• [Consigne]
Recopiez à l'identique l'ensemble des données ci-dessous, en laissant les images hors de votre réponse.

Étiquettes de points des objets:
========================================================================
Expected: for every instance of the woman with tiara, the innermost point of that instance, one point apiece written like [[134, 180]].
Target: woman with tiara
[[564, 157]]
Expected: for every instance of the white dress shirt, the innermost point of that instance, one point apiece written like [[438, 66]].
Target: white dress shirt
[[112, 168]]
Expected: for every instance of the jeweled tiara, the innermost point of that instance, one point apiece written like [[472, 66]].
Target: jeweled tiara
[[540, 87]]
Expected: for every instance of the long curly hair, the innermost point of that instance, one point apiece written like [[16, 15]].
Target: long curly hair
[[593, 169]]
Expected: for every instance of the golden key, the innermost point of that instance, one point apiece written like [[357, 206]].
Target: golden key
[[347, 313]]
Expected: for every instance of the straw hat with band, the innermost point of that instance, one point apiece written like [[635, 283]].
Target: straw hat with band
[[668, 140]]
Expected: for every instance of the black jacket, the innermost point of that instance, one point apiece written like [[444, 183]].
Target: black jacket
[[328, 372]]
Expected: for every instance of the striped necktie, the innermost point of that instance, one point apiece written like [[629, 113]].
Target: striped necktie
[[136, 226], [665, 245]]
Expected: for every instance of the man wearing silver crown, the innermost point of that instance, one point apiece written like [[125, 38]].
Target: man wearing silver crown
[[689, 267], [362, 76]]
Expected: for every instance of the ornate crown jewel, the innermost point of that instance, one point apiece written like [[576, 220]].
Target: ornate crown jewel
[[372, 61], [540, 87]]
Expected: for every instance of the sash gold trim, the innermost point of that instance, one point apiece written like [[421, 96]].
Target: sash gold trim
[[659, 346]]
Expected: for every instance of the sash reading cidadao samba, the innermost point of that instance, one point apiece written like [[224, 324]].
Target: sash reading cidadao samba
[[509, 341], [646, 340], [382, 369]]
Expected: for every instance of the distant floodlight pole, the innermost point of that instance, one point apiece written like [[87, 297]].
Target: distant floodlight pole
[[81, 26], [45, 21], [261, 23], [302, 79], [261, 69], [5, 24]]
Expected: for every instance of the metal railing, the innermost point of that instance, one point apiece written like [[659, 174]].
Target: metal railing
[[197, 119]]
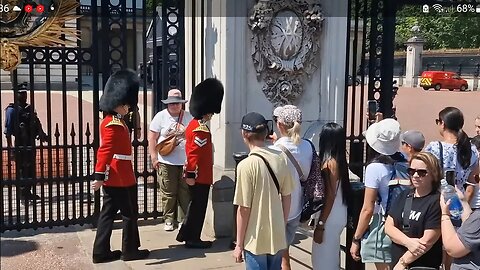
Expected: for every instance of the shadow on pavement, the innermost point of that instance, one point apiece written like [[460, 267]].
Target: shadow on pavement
[[11, 248], [174, 253], [39, 231]]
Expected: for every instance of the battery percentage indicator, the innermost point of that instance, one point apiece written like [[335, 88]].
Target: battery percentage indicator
[[466, 8]]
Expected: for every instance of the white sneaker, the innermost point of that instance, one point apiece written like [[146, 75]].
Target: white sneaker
[[168, 227]]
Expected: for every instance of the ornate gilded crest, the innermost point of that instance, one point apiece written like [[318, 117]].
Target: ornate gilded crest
[[285, 42], [42, 25]]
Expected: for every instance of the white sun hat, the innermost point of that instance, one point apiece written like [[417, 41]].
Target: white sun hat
[[384, 136]]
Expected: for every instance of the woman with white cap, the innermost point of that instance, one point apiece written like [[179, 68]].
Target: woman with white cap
[[383, 139], [171, 120], [289, 119]]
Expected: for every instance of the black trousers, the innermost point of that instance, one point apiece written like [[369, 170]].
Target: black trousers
[[193, 223], [125, 200]]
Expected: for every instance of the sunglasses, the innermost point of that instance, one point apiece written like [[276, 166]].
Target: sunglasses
[[420, 172]]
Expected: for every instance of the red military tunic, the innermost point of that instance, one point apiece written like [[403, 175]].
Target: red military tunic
[[199, 151], [114, 157]]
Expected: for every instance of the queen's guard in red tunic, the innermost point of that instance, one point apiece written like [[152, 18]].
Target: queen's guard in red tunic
[[205, 101], [114, 171]]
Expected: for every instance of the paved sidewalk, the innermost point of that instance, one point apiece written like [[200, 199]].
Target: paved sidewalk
[[71, 248]]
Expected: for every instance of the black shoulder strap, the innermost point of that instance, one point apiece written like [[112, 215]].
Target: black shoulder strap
[[275, 180], [440, 148], [407, 208], [312, 145]]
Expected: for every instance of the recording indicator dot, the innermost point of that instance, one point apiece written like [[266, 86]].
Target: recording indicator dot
[[40, 8], [28, 8]]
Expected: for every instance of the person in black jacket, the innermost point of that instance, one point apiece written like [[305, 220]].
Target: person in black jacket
[[21, 122]]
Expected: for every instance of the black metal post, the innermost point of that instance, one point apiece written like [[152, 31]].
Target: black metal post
[[237, 156], [356, 203]]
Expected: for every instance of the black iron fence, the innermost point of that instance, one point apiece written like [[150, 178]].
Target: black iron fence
[[64, 86]]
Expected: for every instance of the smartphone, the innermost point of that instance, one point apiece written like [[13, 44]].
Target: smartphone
[[372, 109], [450, 177]]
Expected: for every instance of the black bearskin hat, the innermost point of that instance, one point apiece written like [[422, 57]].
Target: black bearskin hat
[[121, 88], [206, 98]]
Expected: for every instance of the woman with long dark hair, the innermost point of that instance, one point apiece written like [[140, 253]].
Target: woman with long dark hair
[[455, 151], [333, 217]]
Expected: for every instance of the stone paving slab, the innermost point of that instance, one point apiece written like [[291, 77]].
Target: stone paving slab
[[71, 248], [58, 248]]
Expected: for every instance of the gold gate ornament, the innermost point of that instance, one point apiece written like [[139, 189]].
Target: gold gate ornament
[[46, 28]]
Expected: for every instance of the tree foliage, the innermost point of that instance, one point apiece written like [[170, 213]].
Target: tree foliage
[[448, 30]]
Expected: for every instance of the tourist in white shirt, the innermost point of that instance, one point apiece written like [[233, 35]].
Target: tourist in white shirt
[[289, 119], [170, 167]]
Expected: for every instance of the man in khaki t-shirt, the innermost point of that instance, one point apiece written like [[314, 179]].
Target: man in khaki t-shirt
[[263, 209]]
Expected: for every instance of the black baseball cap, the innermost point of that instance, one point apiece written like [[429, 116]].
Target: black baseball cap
[[22, 87], [254, 122]]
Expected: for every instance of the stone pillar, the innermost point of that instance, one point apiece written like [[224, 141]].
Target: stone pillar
[[227, 55], [414, 58]]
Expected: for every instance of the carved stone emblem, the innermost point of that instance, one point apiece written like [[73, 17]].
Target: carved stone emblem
[[285, 43]]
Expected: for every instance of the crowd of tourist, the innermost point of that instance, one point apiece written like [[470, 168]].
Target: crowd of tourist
[[405, 221]]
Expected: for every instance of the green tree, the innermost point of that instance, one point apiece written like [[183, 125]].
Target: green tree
[[441, 30]]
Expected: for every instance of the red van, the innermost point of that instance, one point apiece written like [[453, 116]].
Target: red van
[[442, 80]]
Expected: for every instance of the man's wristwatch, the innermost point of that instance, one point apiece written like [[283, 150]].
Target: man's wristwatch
[[356, 240]]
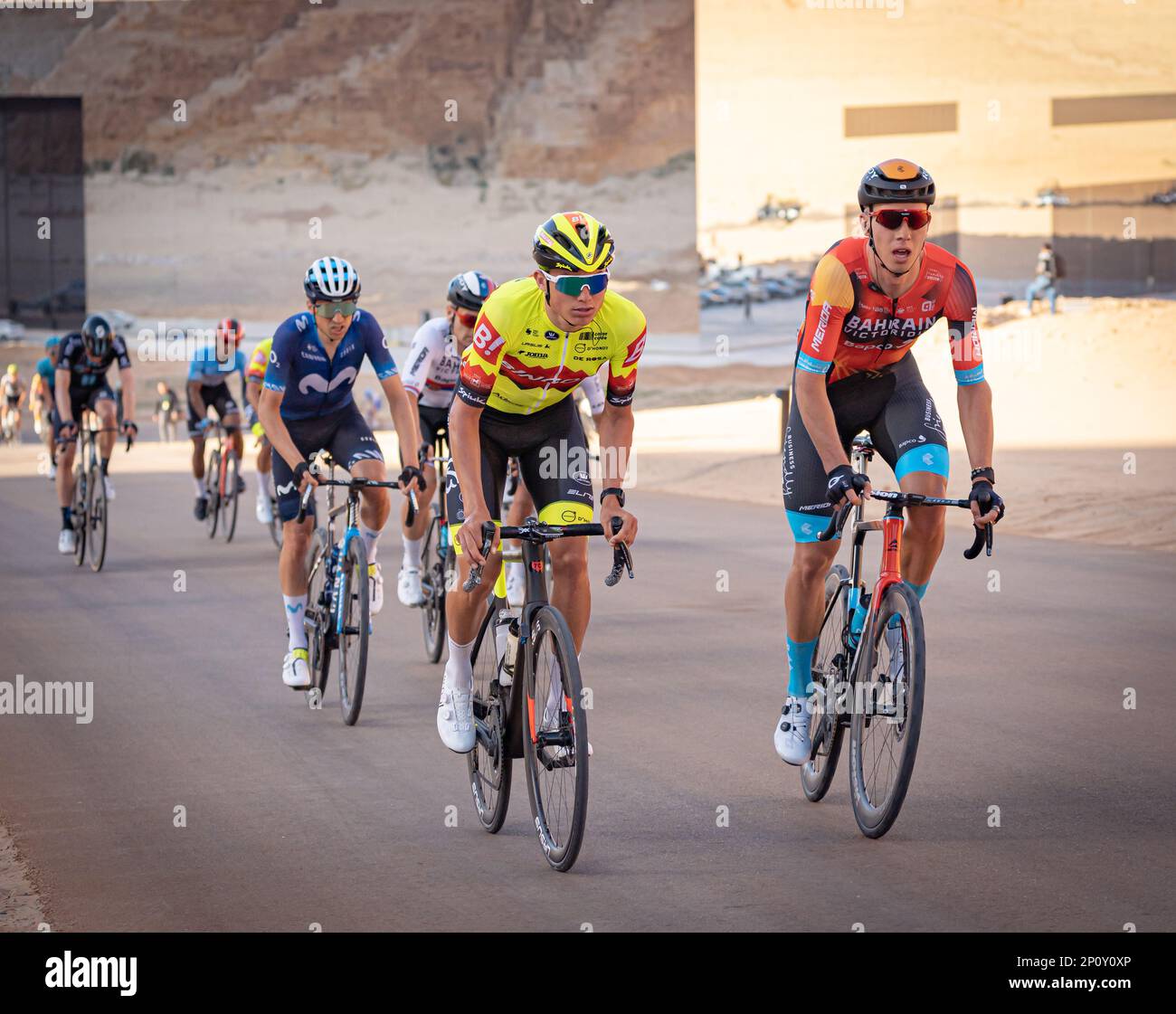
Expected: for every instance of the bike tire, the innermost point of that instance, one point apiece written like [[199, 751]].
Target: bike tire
[[830, 665], [97, 519], [874, 811], [212, 490], [351, 656], [81, 514], [548, 793], [318, 613], [230, 499], [489, 763], [433, 611]]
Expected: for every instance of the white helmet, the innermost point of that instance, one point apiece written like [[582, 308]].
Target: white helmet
[[330, 278]]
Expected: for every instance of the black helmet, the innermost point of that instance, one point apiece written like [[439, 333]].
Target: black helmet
[[896, 180], [97, 334], [469, 289]]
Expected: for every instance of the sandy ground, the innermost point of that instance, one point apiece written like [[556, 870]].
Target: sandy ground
[[20, 906]]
========================================================================
• [Réponse]
Expected: for every instance of the woman with tiara, the innermost point of that instance, one point apiece written like [[134, 180]].
Target: woman with tiara
[[564, 157]]
Expected: for every instance of the white dress shirt, the innermost point of that instance, one point apiece written like [[438, 66]].
Target: white dress shirt
[[112, 168]]
Expected: for every instance of the jeweled tiara, the innermost point of that instance, one point apiece written like [[472, 66]].
Target: jeweled tiara
[[540, 87]]
Expected: for every instance of the long curly hair, the innermost point of that instance, one point apiece written like [[16, 15]].
Target: long curly hair
[[593, 169]]
Expected: for every instance of the golden key, the innermost point of that instance, one point apiece written like [[357, 206]].
Target: golden key
[[347, 313]]
Expected: for every instance of the straw hat with band, the innermost point of that instance, one point apiece written like [[635, 283]].
Target: straw hat with band
[[668, 140]]
Expected: for every instance of the black jacket, the innermost point of that instance, one point apiece written like [[444, 183]].
Target: black jacket
[[328, 372]]
Expected: for every instance of the striped necktie, the innermost point of that instance, one point apiece written like [[629, 113]].
Target: striped necktie
[[136, 226], [665, 245]]
Expected: for every instance of the man wearing silver crown, the innermost point of that instance, one point apiece written like [[125, 38]].
Target: man wearing silver crown
[[689, 267], [362, 76]]
Expected: for every instance of the ornate crown jewel, the innermost point of that instance, one point apiece written like [[576, 220]].
Target: ornate crown jewel
[[372, 61], [540, 87]]
Expected: for every instance of the sash gold trim, the innermost point of that instance, one point apiece written like [[421, 96]].
Target: sash gold trim
[[659, 346]]
Expected: for every instance of the sash reading cidadao samba, the innermost point of that instance, one point apiece written like [[224, 324]].
Target: sash reading cidadao samba
[[509, 341], [646, 340], [382, 369]]
Expected: for every instance of the distant floodlight pole, the innermost point of that instance, one point apiece written like [[87, 297]].
Target: distant floodlight pole
[[81, 26], [45, 21], [261, 23], [302, 79], [261, 69], [5, 24]]
Expected: for every instance of the metal railing, the innermost point of that instance, one point apiece written like [[659, 174]].
Target: metal railing
[[197, 119]]
Expected: for every instance of the shadow on pavement, the innermost point of that instance, one point apiece written like [[460, 267]].
Target: shadow on pavement
[[11, 248], [174, 253], [39, 231]]
Expected: for every instance of the battery percentage indicator, the innermost point of that instance, one point apiece written like [[335, 88]].
Target: battery percentage indicator
[[466, 8]]
Expected: for every instance of the white sneaker, the innermost point of that instance, one point apiece written like [[146, 75]].
Target: white sneaker
[[168, 227]]
Expected: for every instance of the ornate gilded crest, the innermost point of that instance, one point apiece written like [[318, 117]].
Target: ornate gilded crest
[[285, 42], [42, 25]]
Expected: for every instance of the white sun hat, the innermost point of that instance, one point apiece written like [[417, 41]].
Target: white sun hat
[[384, 136]]
Expected: for every instance of the woman with white cap, the innermost point of that instance, one point apiece written like [[179, 68]].
Target: woman with white cap
[[383, 139], [171, 120], [289, 119]]
Expected: for every instance of the black trousers, the innermost point of that instance, one point apiece written like [[369, 170]].
Target: black trousers
[[193, 223], [125, 200]]
Expected: for every instance of the sunglasses, the innermost point of that instance, one point apiece written like [[276, 166]].
Target: sunglasses
[[420, 172]]
Expected: for every instance of the red military tunic, the innermost point of that instance, one point apiece written like [[403, 175]].
Target: red military tunic
[[199, 151], [114, 157]]
Expected: for every instance of the queen's guard in red tunic, the innermost point of that instance, one point apiece written like [[152, 18]].
Target: queen's guard in red tunic
[[205, 101], [114, 171]]
Expected: for every instance of the paved sidewalk, the innermost point of that instance, one point apiece written like [[200, 199]].
Target: paved sidewalk
[[71, 248]]
Expected: for every instance of the black shoulder strap, the innermost point of that instance, one point apiece written like [[112, 215]].
Target: black shoulder strap
[[275, 180], [440, 148], [407, 208], [312, 145]]
Expected: for every instance of the recording indicator dot, the innermost point of that instance, one point apiece written like [[266, 86]].
Target: recording indicator dot
[[40, 8], [28, 8]]
Expected: for every instance of the person in black jacket, the innermost point of that instance, one point apiece written like [[305, 220]].
Target: person in black jacket
[[21, 122]]
Expected: for every instance of the black metal post, the innermost point of that instance, one point apiece written like [[152, 31]].
Target: black metal post
[[237, 156], [356, 203]]
Expected: for every instance of the black iron fence, the innermost point of that instance, one point apiece written like [[150, 178]].
Target: black iron fence
[[64, 86]]
Expected: for every instance of the smartphone, the innermost point of that instance, one point apiece written like [[13, 44]].
Target: smartphone
[[372, 109], [450, 177]]
Expected: for every instance of the black bearskin hat, the innermost point of that instance, one point apiece written like [[422, 57]].
Target: black bearskin hat
[[121, 88], [206, 98]]
Expected: for every instance of the woman with long dark hair, the innermost point of that instance, one point apiece written like [[140, 253]].
Target: woman with long dark hair
[[455, 151], [333, 217]]
Expected: for every instance of the stone paving slab, the innermost point of that instance, one point apiece written like [[291, 77]].
Target: stone paving slab
[[71, 248], [58, 248]]
Expected: for every instance of the gold gate ornament, the innermost point of that instance, one point apiece written like [[139, 189]].
Target: gold gate ornament
[[46, 28]]
Expected: for every instance of the tree foliage, the innermost point of that instance, one point apiece written like [[170, 213]].
Target: tree foliage
[[448, 30]]
Expected: for every instance of the tourist in white shirt, the innermost point of that instance, one point apiece written like [[233, 35]].
Target: tourist in white shirt
[[289, 119], [170, 167]]
Expected: for every instance of the man in khaki t-shirt, the innermost point of that instance, one point apiece written like [[314, 179]].
Target: man in khaki t-shirt
[[263, 209]]
Expected: for every instance of the black baseball cap, the innermost point of that instance, one point apiece written like [[429, 116]].
Target: black baseball cap
[[22, 87], [254, 122]]
Expected: for every instance of the stone pillar, the innermost point of that instance, one point apiece written like [[224, 141]].
Target: stone pillar
[[227, 55], [414, 58]]
Expected: for every instance of the carved stone emblem, the innermost point of that instance, one point apiece written like [[73, 17]].
Target: carved stone emblem
[[285, 43]]
Expected: for every instance of the crowd of tourist, the innermost point of that instance, one point apiece written like [[470, 168]].
Target: crowd of tourist
[[405, 221]]
Expected: for every instance of the green tree, the innermost point of that instance, one point apiece written like [[183, 125]].
Target: green tree
[[441, 30]]
Expected: for every instance of the red van, the innermost point of that instance, one point apiece written like [[453, 116]].
Target: red van
[[442, 80]]
Expected: for every instance of the man's wristwatch, the innermost point of that instance, one point apiece written like [[283, 150]].
Target: man's wristwatch
[[356, 240]]
Expected: for every instance of the bike tire, the innermost point of that instance, one point apiece written like [[199, 751]].
Target: bike tire
[[830, 665], [97, 519], [874, 811], [212, 490], [351, 656], [81, 514], [548, 793], [318, 613], [230, 499], [489, 763], [433, 611]]
Expected: for every instance of the white helmet, the innermost point of that instance, one point apiece written like [[582, 308]].
Target: white helmet
[[330, 278]]
Expected: for every instance of the black helmet, the innermost point of that instance, one point apiece written like [[439, 333]].
Target: black helmet
[[896, 180], [97, 334], [469, 289]]
Expected: for every instance of the sandy ground, the innermost point of that instance, one point apiece written like [[556, 870]].
Target: sandy ground
[[20, 906]]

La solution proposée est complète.